**PROBLEM**
Copy out the listing below word for word, every line of it, and leave the pictures out of your copy.

◇ ◇ ◇ ◇ ◇ ◇ ◇

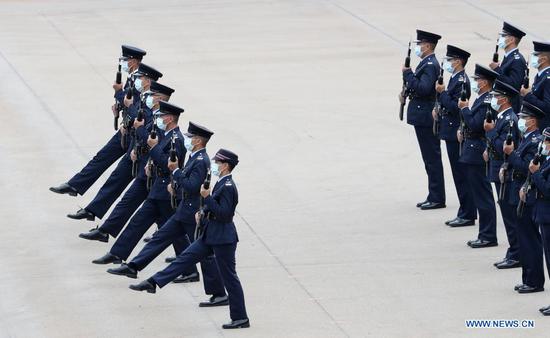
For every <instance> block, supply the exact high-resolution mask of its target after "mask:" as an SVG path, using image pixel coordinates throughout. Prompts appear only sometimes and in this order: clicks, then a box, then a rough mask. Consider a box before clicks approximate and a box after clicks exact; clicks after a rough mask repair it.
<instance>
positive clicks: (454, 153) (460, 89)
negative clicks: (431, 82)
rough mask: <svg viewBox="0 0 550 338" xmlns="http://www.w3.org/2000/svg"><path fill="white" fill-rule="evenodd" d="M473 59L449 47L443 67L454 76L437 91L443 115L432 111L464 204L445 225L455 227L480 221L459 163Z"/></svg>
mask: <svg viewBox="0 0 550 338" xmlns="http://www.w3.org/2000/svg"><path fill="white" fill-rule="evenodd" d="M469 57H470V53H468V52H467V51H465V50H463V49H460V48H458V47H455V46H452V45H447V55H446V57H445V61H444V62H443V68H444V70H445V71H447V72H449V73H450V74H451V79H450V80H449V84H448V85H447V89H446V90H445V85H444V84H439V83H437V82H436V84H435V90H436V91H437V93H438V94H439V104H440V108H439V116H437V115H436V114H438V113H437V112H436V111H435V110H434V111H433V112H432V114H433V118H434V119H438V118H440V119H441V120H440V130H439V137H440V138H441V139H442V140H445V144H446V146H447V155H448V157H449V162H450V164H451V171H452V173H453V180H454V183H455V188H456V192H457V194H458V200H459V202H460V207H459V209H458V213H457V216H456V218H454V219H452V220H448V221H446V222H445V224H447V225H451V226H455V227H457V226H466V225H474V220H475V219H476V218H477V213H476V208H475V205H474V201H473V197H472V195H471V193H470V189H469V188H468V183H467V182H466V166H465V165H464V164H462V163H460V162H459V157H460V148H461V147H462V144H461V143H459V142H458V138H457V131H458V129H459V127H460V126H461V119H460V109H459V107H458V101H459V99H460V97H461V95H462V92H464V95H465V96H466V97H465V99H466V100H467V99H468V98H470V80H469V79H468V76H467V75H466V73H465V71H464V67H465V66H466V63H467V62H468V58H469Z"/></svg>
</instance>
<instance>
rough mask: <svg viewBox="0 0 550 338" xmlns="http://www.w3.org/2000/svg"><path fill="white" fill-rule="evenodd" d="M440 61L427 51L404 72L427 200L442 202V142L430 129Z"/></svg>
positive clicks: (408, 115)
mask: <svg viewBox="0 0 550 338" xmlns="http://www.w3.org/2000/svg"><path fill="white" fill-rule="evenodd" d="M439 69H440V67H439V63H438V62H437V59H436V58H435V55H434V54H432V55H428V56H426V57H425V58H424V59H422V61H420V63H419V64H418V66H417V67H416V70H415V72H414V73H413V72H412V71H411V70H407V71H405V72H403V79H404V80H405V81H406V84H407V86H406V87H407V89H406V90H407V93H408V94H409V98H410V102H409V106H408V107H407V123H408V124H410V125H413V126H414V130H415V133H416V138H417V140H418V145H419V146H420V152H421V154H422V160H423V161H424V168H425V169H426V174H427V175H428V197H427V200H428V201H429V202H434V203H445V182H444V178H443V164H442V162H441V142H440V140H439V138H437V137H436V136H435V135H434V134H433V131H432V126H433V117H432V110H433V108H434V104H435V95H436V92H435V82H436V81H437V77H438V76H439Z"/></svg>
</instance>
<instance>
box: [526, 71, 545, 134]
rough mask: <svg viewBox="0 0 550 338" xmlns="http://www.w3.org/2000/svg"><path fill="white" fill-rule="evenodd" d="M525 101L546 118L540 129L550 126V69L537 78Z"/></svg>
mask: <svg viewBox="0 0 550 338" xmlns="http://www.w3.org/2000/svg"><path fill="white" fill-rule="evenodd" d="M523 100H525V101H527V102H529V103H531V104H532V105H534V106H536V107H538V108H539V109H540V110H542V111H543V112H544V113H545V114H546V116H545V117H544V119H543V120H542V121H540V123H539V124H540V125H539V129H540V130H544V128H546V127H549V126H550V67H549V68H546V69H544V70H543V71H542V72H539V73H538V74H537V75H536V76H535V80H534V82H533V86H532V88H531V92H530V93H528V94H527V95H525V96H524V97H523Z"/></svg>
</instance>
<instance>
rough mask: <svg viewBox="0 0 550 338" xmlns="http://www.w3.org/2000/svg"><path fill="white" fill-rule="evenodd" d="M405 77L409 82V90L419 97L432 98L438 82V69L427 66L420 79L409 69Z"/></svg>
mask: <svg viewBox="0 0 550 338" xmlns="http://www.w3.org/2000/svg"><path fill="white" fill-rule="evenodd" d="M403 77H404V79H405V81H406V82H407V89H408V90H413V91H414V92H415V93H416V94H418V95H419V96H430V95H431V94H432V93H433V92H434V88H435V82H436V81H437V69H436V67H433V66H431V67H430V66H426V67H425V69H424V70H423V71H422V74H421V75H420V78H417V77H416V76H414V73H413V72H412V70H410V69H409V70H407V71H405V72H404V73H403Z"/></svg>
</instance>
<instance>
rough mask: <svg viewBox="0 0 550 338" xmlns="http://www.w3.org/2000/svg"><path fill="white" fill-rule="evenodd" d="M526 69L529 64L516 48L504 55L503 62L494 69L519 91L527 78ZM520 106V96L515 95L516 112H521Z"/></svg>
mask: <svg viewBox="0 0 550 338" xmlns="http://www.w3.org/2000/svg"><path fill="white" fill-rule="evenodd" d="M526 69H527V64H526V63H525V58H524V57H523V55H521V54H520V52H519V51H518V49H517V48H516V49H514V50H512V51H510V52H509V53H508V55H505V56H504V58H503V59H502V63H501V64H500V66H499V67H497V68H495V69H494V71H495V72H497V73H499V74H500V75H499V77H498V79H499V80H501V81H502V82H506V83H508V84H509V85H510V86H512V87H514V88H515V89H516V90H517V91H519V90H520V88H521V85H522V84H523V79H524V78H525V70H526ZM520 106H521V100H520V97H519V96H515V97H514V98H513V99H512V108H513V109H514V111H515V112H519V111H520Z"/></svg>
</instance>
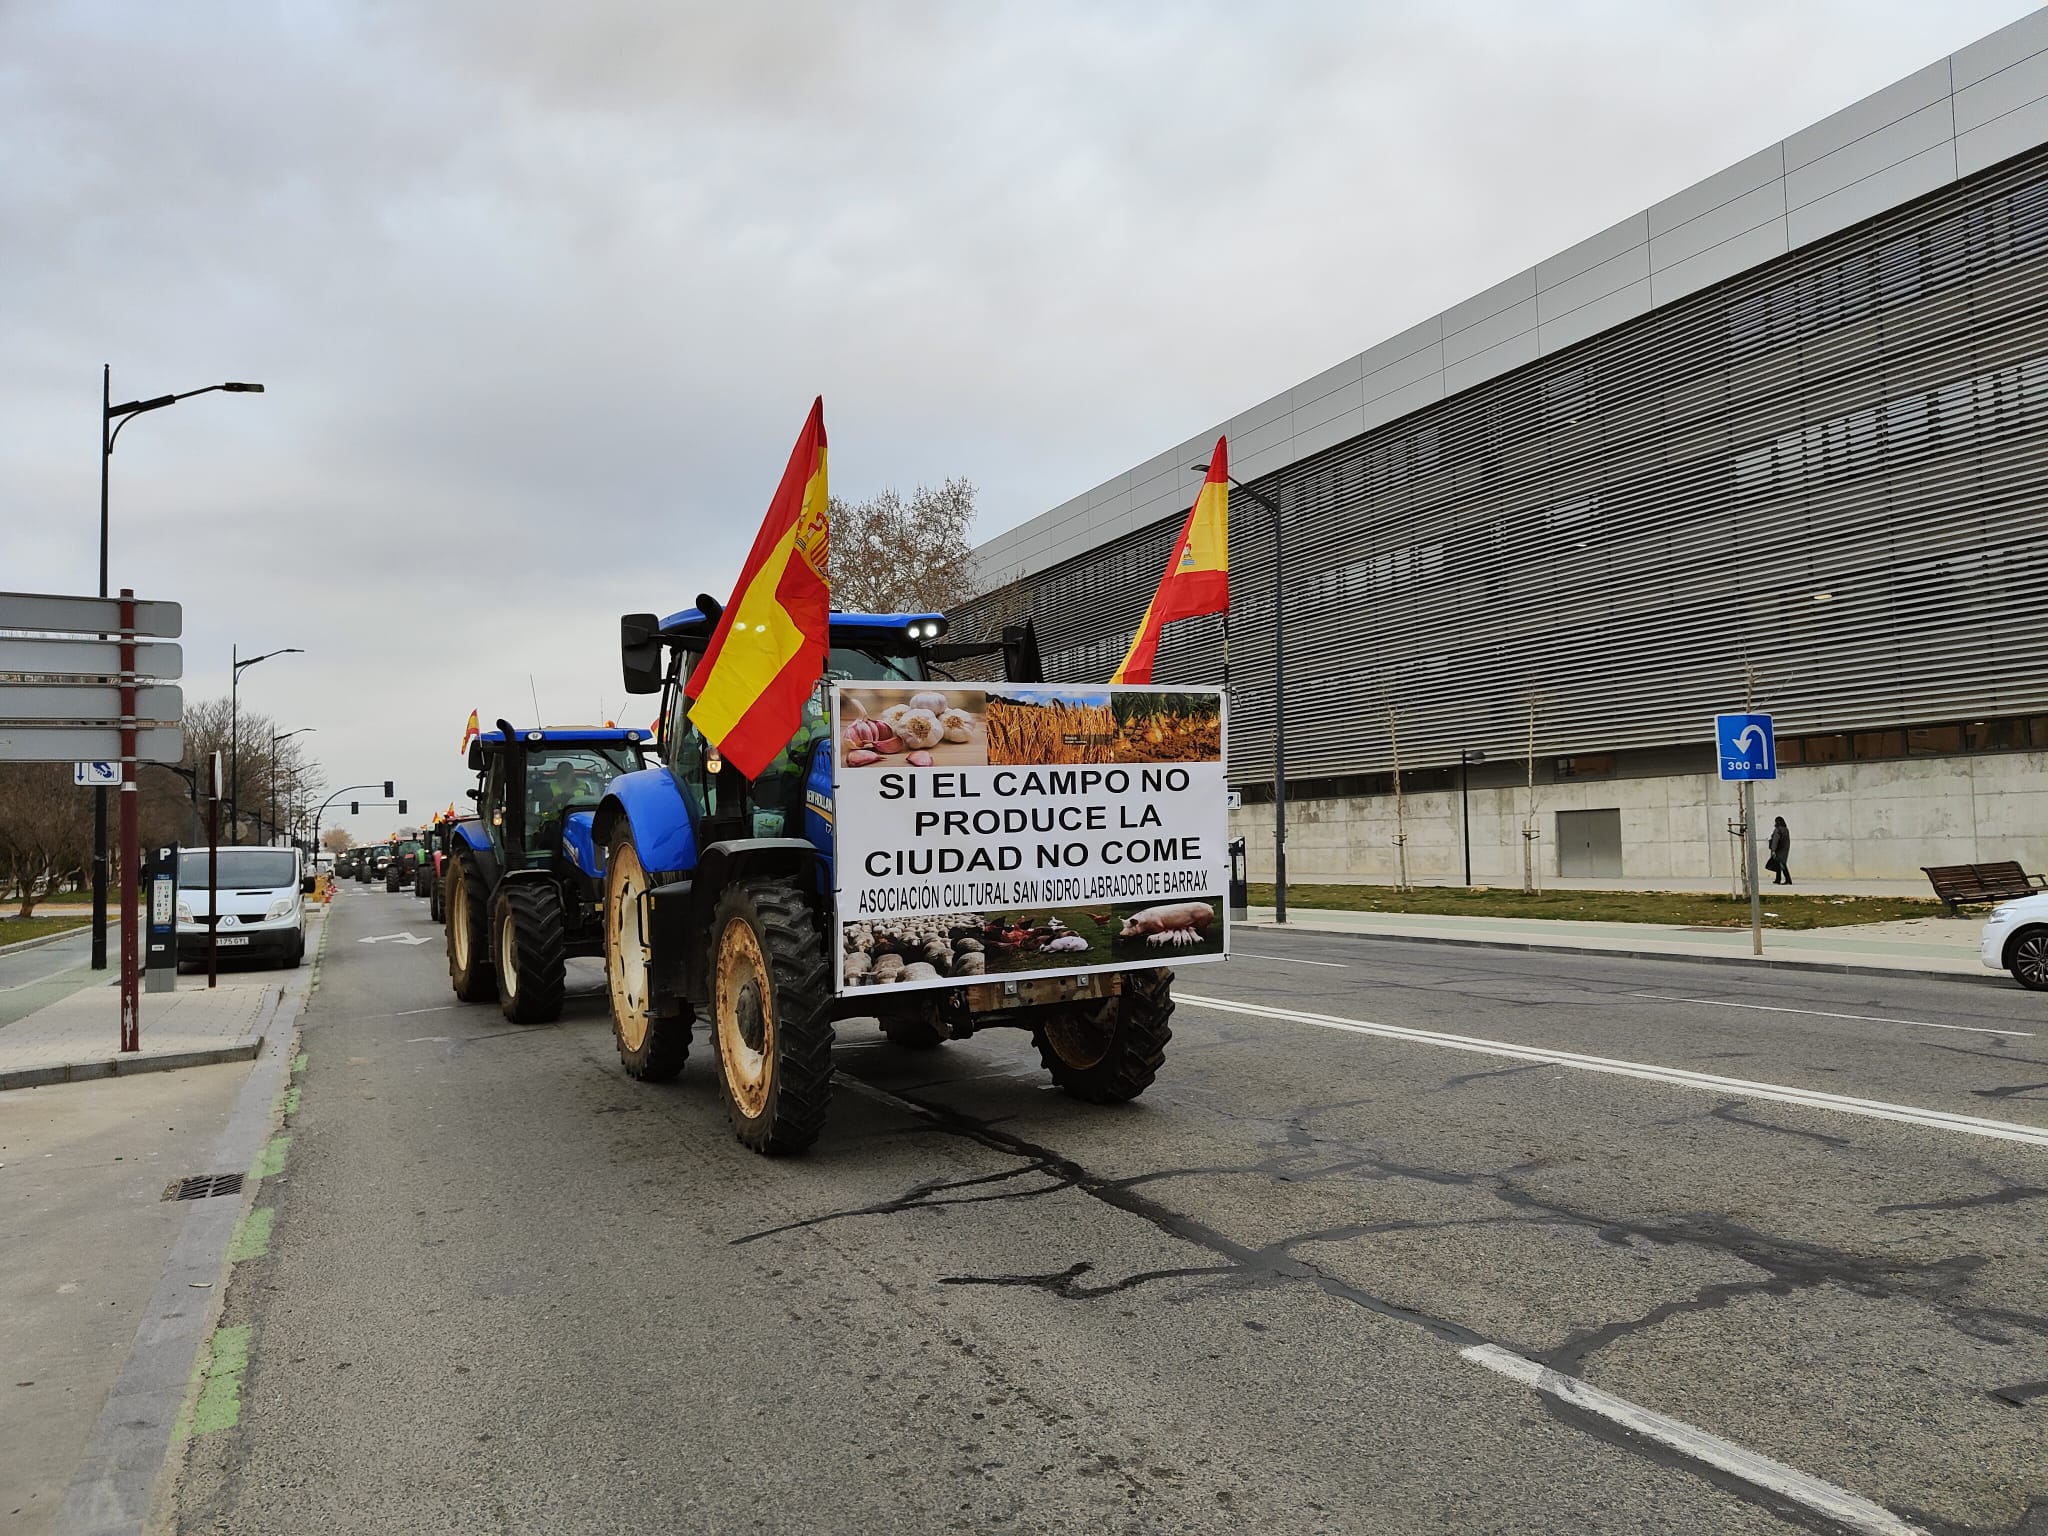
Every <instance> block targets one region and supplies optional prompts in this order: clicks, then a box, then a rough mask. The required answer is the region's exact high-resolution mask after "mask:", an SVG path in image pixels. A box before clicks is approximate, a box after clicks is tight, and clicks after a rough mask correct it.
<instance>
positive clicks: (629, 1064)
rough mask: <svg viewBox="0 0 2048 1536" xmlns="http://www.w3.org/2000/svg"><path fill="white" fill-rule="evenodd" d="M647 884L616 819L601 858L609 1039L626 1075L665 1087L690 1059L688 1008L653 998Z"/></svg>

◇ ◇ ◇ ◇ ◇ ◇ ◇

**RESPONSE FOR THIS EXERCISE**
For every <instance> block, supply the exact high-resolution mask of its target after "mask:" as an SVG path, using image pixel coordinates throughout. Prompts appear only sometimes and in this order: clicks, then a box, then a rough mask. Consider a box before clicks approximate and a box after clicks exact; clicks after a rough mask repair it.
<instance>
positive clicks: (454, 153) (460, 89)
negative clicks: (431, 82)
rough mask: <svg viewBox="0 0 550 338" xmlns="http://www.w3.org/2000/svg"><path fill="white" fill-rule="evenodd" d="M473 59L449 47L443 67L454 76L437 91L443 115L432 111L464 204L445 225L455 227L480 221L459 163Z"/></svg>
mask: <svg viewBox="0 0 550 338" xmlns="http://www.w3.org/2000/svg"><path fill="white" fill-rule="evenodd" d="M469 57H470V53H468V52H467V51H465V50H463V49H460V48H458V47H455V46H452V45H447V55H446V57H445V61H444V62H443V68H444V70H445V71H447V72H449V73H450V74H451V79H450V80H449V84H448V85H447V89H446V90H445V85H444V84H439V83H437V82H436V84H435V90H436V91H437V93H438V94H439V104H440V108H439V116H437V115H436V114H438V113H437V112H436V111H435V110H434V111H433V112H432V114H433V118H434V119H438V118H440V119H441V120H440V130H439V137H440V138H441V139H442V140H445V144H446V146H447V155H448V157H449V162H450V164H451V171H452V173H453V180H454V183H455V188H456V192H457V194H458V200H459V202H460V207H459V209H458V213H457V216H456V218H454V219H452V220H448V221H446V222H445V224H447V225H451V226H455V227H457V226H466V225H474V220H475V219H476V218H477V213H476V208H475V205H474V201H473V197H472V195H471V193H470V189H469V188H468V183H467V182H466V166H465V165H464V164H462V163H460V162H459V157H460V148H461V147H462V144H461V143H459V142H458V138H457V131H458V129H459V127H460V126H461V119H460V109H459V107H458V101H459V99H460V97H461V95H462V92H464V95H465V96H466V97H465V99H466V100H467V99H468V98H470V80H469V79H468V76H467V75H466V73H465V71H464V67H465V66H466V63H467V62H468V58H469Z"/></svg>
</instance>
<instance>
rough mask: <svg viewBox="0 0 550 338" xmlns="http://www.w3.org/2000/svg"><path fill="white" fill-rule="evenodd" d="M440 61L427 51L404 72L427 200L442 202V142L430 129Z"/></svg>
positive clicks: (408, 115)
mask: <svg viewBox="0 0 550 338" xmlns="http://www.w3.org/2000/svg"><path fill="white" fill-rule="evenodd" d="M439 69H440V67H439V63H438V62H437V59H436V58H435V55H434V54H432V55H428V56H426V57H425V58H424V59H422V61H420V63H419V64H418V66H417V67H416V70H415V72H414V73H413V72H412V71H411V70H407V71H405V72H403V79H404V80H405V81H406V84H407V86H406V87H407V89H406V90H407V93H408V94H409V98H410V102H409V106H408V107H407V123H408V124H410V125H413V126H414V130H415V133H416V138H417V140H418V145H419V146H420V152H421V154H422V160H423V161H424V168H425V169H426V174H427V175H428V197H427V200H428V201H429V202H434V203H445V182H444V178H443V164H442V162H441V142H440V140H439V138H437V137H436V136H435V135H434V134H433V131H432V126H433V117H432V110H433V108H434V104H435V95H436V92H435V82H436V81H437V77H438V76H439Z"/></svg>
</instance>
<instance>
box: [526, 71, 545, 134]
rough mask: <svg viewBox="0 0 550 338" xmlns="http://www.w3.org/2000/svg"><path fill="white" fill-rule="evenodd" d="M525 101L546 118L540 129L550 126V69L537 78Z"/></svg>
mask: <svg viewBox="0 0 550 338" xmlns="http://www.w3.org/2000/svg"><path fill="white" fill-rule="evenodd" d="M523 100H525V101H527V102H529V103H531V104H532V105H534V106H536V107H538V108H539V109H540V110H542V111H543V112H544V113H545V114H546V116H545V117H544V119H543V120H542V121H540V123H539V124H540V125H539V129H540V130H544V128H546V127H549V126H550V67H549V68H546V69H544V70H543V71H542V72H539V73H538V74H537V75H536V76H535V80H534V82H533V86H532V88H531V92H530V93H528V94H527V95H525V96H524V97H523Z"/></svg>
</instance>
<instance>
rough mask: <svg viewBox="0 0 550 338" xmlns="http://www.w3.org/2000/svg"><path fill="white" fill-rule="evenodd" d="M405 77L409 82V90L419 97L432 98L438 82V69L427 66L420 79L409 69Z"/></svg>
mask: <svg viewBox="0 0 550 338" xmlns="http://www.w3.org/2000/svg"><path fill="white" fill-rule="evenodd" d="M403 77H404V79H405V81H406V82H407V89H408V90H413V91H414V92H415V93H416V94H418V95H419V96H430V95H431V94H432V93H433V92H434V88H435V82H436V81H437V69H436V67H433V66H431V67H430V66H426V67H425V69H424V70H423V71H422V74H421V75H420V78H417V77H416V76H414V73H413V72H412V70H410V69H409V70H407V71H405V72H404V73H403Z"/></svg>
</instance>
<instance>
rough mask: <svg viewBox="0 0 550 338" xmlns="http://www.w3.org/2000/svg"><path fill="white" fill-rule="evenodd" d="M526 69L529 64L516 48L504 55L503 62L494 69L519 91L527 78ZM520 106V96L515 95L516 112H521Z"/></svg>
mask: <svg viewBox="0 0 550 338" xmlns="http://www.w3.org/2000/svg"><path fill="white" fill-rule="evenodd" d="M526 69H527V64H526V63H525V58H524V57H523V55H521V54H520V52H519V51H518V49H517V48H516V49H514V50H512V51H510V52H509V53H508V55H505V56H504V58H503V59H502V63H501V64H500V66H499V67H497V68H495V69H494V71H495V72H497V73H499V74H500V75H499V77H498V79H499V80H501V81H502V82H506V83H508V84H509V85H510V86H512V87H514V88H515V89H516V90H517V91H519V90H520V88H521V85H522V84H523V79H524V78H525V70H526ZM520 106H521V100H520V97H519V96H515V97H514V98H513V99H512V108H513V109H514V111H515V112H519V111H520Z"/></svg>
</instance>
Every <instance> block targets one region and supplies optional prompts in this order: clicks, then a box, then a rough mask. The required answer is the region's exact high-resolution mask after "mask:", an SVG path in image pixels. A box before clicks is approximate, a box after clicks is tight, and clicks after a rough mask correct it.
<instance>
positive clicks: (629, 1064)
rough mask: <svg viewBox="0 0 2048 1536" xmlns="http://www.w3.org/2000/svg"><path fill="white" fill-rule="evenodd" d="M647 884L616 819L601 858L609 1039L626 1075L665 1087L690 1059L688 1008L653 998Z"/></svg>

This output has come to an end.